What the exercise asks
Leave out the pictures and copy each record below exactly.
** Start **
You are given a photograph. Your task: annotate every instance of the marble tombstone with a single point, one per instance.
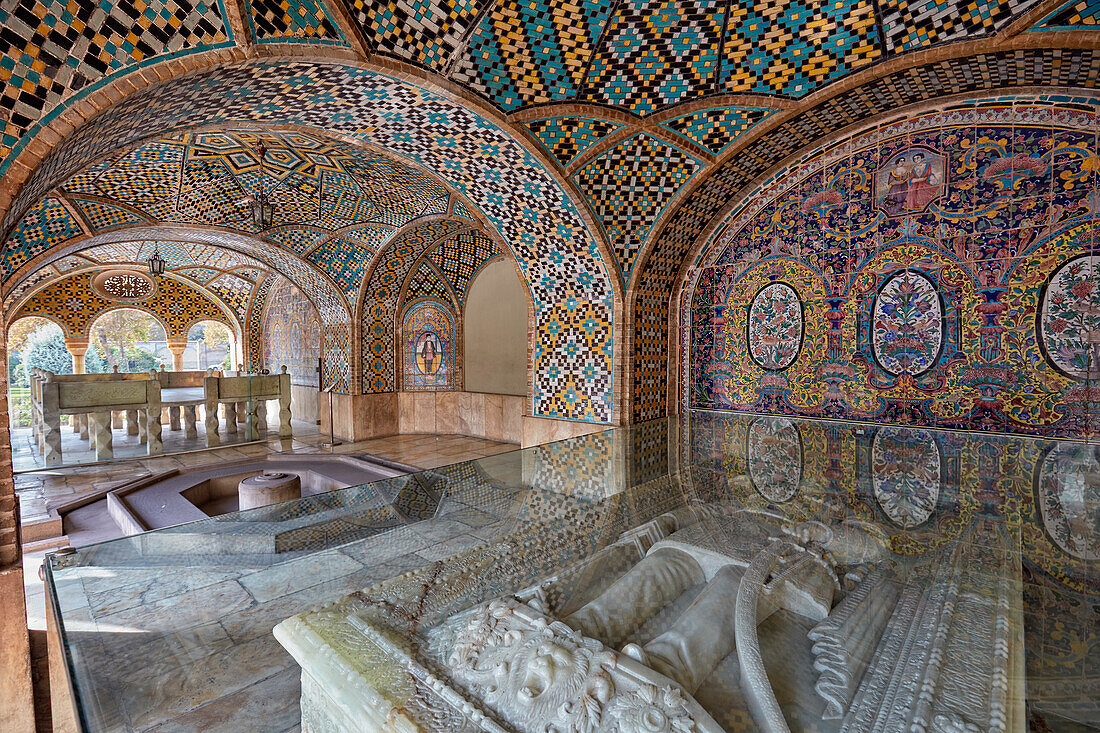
(702, 619)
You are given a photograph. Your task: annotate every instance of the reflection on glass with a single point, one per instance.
(774, 458)
(905, 474)
(721, 572)
(1068, 490)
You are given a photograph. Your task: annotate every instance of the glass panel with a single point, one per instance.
(842, 576)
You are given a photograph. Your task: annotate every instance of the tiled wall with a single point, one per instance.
(72, 303)
(428, 359)
(943, 271)
(292, 334)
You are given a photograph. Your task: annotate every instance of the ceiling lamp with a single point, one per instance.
(263, 212)
(156, 262)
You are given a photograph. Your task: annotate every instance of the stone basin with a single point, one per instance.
(183, 495)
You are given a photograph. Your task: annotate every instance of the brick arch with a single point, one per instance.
(319, 288)
(1007, 203)
(531, 209)
(382, 295)
(72, 303)
(747, 164)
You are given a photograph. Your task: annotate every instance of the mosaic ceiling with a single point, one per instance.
(644, 107)
(227, 275)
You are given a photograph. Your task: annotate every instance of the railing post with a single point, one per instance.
(210, 404)
(153, 424)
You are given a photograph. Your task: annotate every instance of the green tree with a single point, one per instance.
(94, 362)
(45, 349)
(116, 334)
(17, 375)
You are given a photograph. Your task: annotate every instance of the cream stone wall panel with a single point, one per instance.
(495, 331)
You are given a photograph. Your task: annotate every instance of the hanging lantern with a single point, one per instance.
(263, 212)
(156, 262)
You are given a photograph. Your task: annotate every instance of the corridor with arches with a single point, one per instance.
(568, 280)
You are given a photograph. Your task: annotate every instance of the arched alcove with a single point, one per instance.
(211, 343)
(132, 339)
(495, 331)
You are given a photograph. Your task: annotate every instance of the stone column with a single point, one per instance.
(103, 435)
(17, 712)
(153, 445)
(189, 428)
(284, 405)
(78, 348)
(210, 408)
(177, 347)
(52, 423)
(229, 407)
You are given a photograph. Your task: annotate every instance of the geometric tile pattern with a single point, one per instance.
(310, 181)
(657, 275)
(426, 32)
(293, 20)
(336, 349)
(565, 138)
(45, 225)
(791, 46)
(656, 53)
(251, 274)
(72, 303)
(459, 258)
(344, 262)
(52, 48)
(629, 185)
(69, 263)
(461, 210)
(428, 283)
(290, 332)
(371, 237)
(433, 321)
(1074, 13)
(570, 371)
(381, 299)
(201, 275)
(915, 23)
(529, 53)
(509, 187)
(233, 291)
(714, 129)
(103, 216)
(297, 240)
(965, 375)
(254, 320)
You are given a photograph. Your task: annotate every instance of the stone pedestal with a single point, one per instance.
(189, 420)
(177, 347)
(267, 489)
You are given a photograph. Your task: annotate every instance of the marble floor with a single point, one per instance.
(41, 491)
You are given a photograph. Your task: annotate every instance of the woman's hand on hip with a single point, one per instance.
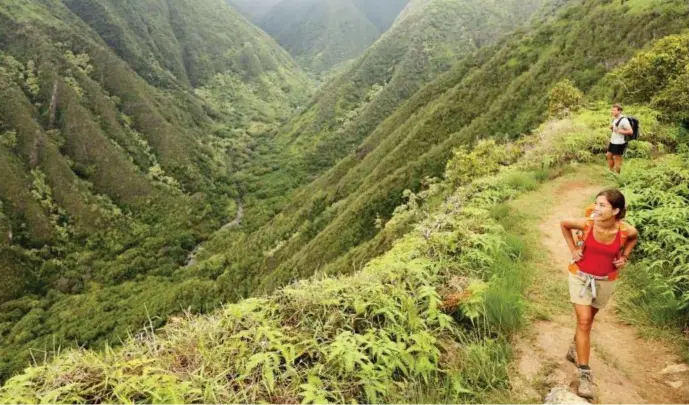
(620, 262)
(577, 254)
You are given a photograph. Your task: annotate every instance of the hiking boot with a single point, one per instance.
(572, 353)
(586, 387)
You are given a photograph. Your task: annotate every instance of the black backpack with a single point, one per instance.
(635, 127)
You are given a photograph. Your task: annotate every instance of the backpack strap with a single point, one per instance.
(584, 234)
(624, 233)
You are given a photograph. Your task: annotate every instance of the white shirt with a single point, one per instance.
(616, 138)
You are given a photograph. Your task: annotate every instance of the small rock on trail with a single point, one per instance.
(562, 395)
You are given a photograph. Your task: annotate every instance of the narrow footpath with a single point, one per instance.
(626, 368)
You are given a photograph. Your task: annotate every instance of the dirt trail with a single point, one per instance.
(627, 369)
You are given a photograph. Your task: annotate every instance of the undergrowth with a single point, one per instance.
(429, 321)
(656, 288)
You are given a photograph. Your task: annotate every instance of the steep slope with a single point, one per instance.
(255, 10)
(334, 224)
(430, 321)
(426, 40)
(113, 165)
(381, 13)
(323, 33)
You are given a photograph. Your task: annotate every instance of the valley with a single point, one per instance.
(310, 200)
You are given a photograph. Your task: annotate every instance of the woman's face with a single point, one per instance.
(603, 211)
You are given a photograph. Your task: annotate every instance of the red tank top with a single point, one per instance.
(598, 257)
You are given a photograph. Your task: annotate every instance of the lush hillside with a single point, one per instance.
(388, 125)
(118, 152)
(321, 34)
(428, 322)
(381, 13)
(254, 9)
(368, 182)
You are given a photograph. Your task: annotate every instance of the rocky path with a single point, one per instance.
(627, 368)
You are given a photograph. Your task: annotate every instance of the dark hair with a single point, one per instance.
(616, 199)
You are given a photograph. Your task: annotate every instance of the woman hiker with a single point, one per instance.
(602, 248)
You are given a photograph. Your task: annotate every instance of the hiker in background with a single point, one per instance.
(601, 249)
(621, 129)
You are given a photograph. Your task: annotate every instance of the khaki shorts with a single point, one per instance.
(604, 291)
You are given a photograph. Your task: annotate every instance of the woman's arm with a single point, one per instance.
(632, 240)
(567, 226)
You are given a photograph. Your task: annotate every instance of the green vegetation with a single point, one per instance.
(426, 312)
(333, 225)
(656, 290)
(321, 34)
(113, 166)
(133, 132)
(253, 9)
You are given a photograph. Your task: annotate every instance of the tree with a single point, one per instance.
(564, 98)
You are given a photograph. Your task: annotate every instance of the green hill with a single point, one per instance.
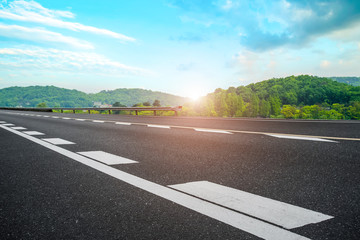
(61, 97)
(305, 97)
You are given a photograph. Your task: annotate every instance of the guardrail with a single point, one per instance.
(110, 109)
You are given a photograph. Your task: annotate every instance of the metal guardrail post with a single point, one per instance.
(130, 109)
** End **
Expected output
You are given a photograph. Your task: annotate every instance of the marble tombstone with a single point, one per instance.
(702, 619)
You are given a photograph. Your task: annotate every instance of the reflection on glass with a single point, one per instance.
(774, 458)
(905, 474)
(721, 572)
(1068, 490)
You are given a photograph. Your task: annotate every instance of the glass panel with a single point, one per instance.
(842, 576)
You are given a photograph. Your task: annotate every instance of the tiled wall with a single point, one per instance.
(72, 303)
(428, 359)
(943, 271)
(292, 334)
You are given a photograph. Your task: annotate every instance of the ceiling lamp with a single point, one per instance.
(263, 212)
(156, 262)
You are given a photograph. Your task: annotate every instance of the stone basin with a single point, one per instance.
(183, 495)
You are given a photograph. Your task: annotate every instance of the brick arch with a single point, one per instance.
(319, 288)
(1007, 203)
(531, 209)
(382, 295)
(72, 303)
(747, 164)
You are given a photograph. Your task: annotate every instance of the mosaic ceiling with a single point, one per instance.
(644, 107)
(227, 275)
You are given a photograph. Your task: annotate every instance of the railing post with a single point, one per instance.
(210, 404)
(153, 424)
You are given a photograph. Your task: annotate every instance of the green tree with a single point, one per instance.
(94, 362)
(45, 349)
(116, 334)
(17, 375)
You are given a photograph. Your task: annotate every instance of the cream stone wall panel with a single point, one per instance.
(495, 331)
You are given a photograph. Your task: annotate every instance of the hanging lantern with a single point, one per instance.
(263, 212)
(156, 262)
You are given a photograph. Your task: annotate every instance of the corridor with arches with a single point, one per instance.
(568, 280)
You are given a photograph. Your task: annotate every instance of the arched alcove with a single point, one per instance.
(211, 343)
(132, 339)
(495, 331)
You are given a photograph. Your task: annotate every instance of the stone column with a single point, one per instance.
(103, 435)
(17, 712)
(153, 445)
(189, 428)
(284, 405)
(78, 348)
(210, 408)
(177, 347)
(52, 423)
(229, 407)
You are given a photograph. Your task: annotate every instance of the geometric tile pattern with a single point, one per instance.
(310, 181)
(657, 275)
(426, 32)
(293, 20)
(336, 349)
(565, 138)
(45, 225)
(791, 46)
(656, 53)
(251, 274)
(72, 303)
(459, 258)
(344, 262)
(52, 48)
(629, 185)
(69, 263)
(461, 210)
(428, 283)
(290, 332)
(371, 237)
(433, 321)
(1074, 13)
(570, 371)
(381, 299)
(201, 275)
(915, 23)
(529, 53)
(509, 187)
(233, 291)
(714, 129)
(103, 216)
(297, 240)
(965, 375)
(254, 320)
You are given a photograph. Your task: annotate every instance of the stone pedestal with a single point, one per instance.
(189, 420)
(177, 347)
(267, 489)
You are given a photograph. Your task: annotate every instance of the marble floor with a single point, one per instance.
(41, 491)
You are given a photograph. Your task: annotate every instance of the woman's hand on hip with a single point, one per instance.
(620, 262)
(577, 254)
You are given a photograph. Your task: annotate every instance of the hiking boot with a single point, one per instance.
(572, 353)
(586, 387)
You are given a photograph. Your task: annotate every instance of the black backpack with a single point, one per instance.
(635, 127)
You are given a photograph. Your task: annotate every instance of the backpack strap with a single point, one per instance.
(584, 234)
(624, 233)
You are given a photograph. Your task: annotate every instance of the white shirt with a single point, one per instance.
(616, 138)
You are given a photograph. Your task: annotate every instance of the small rock on trail with a single point, one per instance.
(562, 395)
You are given a photograph. Your task: annotate every instance of the narrow footpath with a single point, one per instance.
(626, 368)
You are given a photograph. Your task: annotate every instance of the dirt trail with a single point, one per instance.
(627, 369)
You are given a photograph. Your task: annotate every instance of the undergrowth with a single point, one per instance.
(429, 321)
(656, 288)
You are given a photograph. Your task: annotate every instance of the steep slope with a single point, one per instance.
(255, 10)
(334, 224)
(430, 321)
(426, 40)
(113, 165)
(381, 13)
(323, 33)
You are given a photograph. Your task: annotate every instance of the valley with a single point, one per instance.
(310, 200)
You are given a photograph. Your task: annotate every instance of the woman's face with a single point, one per instance.
(603, 211)
You are given a photograph. Your task: annotate every instance of the red tank top with a single point, one per instance.
(598, 257)
You are given a photograph. Your task: annotate every instance of the lush hillside with a single point, one per instance.
(388, 125)
(118, 152)
(321, 34)
(428, 322)
(381, 13)
(254, 9)
(368, 182)
You are given a photograph. Your task: annotate every instance of the rocky path with a single point, one per instance.
(627, 368)
You are given a photograph. Your task: annotate every instance of the dark hair with a single point, one per instance.
(616, 199)
You are given a photograph. Your task: annotate every instance of the woman hiker with a single point, one per instance.
(602, 248)
You are given a photograph. Your task: annotate every instance of the hiker in background with a single point, one per instance.
(601, 249)
(621, 129)
You are given a photograph. Your task: annotate every instance of the khaki shorts with a single point, one per instance.
(604, 291)
You are given a photograph. Your task: annotate every instance of the woman's arm with a single point, one per instance.
(632, 240)
(567, 226)
You are given a photograph. Your task: annotate every instance of the green vegetation with a single point, one per instance.
(426, 312)
(333, 225)
(656, 290)
(321, 34)
(113, 166)
(133, 132)
(253, 9)
You are given a photograph. Your task: annotate every instance of the tree with a single point, one per instance.
(564, 98)
You are given a photograph. Your task: annotate every instance of the green hill with a single point, one per instance.
(61, 97)
(305, 97)
You are given a photograph. Your task: annotate every instance of the guardrail with a single point, one per instance.
(110, 109)
You are given a photograph. Your task: annotate every instance of the metal guardrail post with a single point, one per instance.
(130, 109)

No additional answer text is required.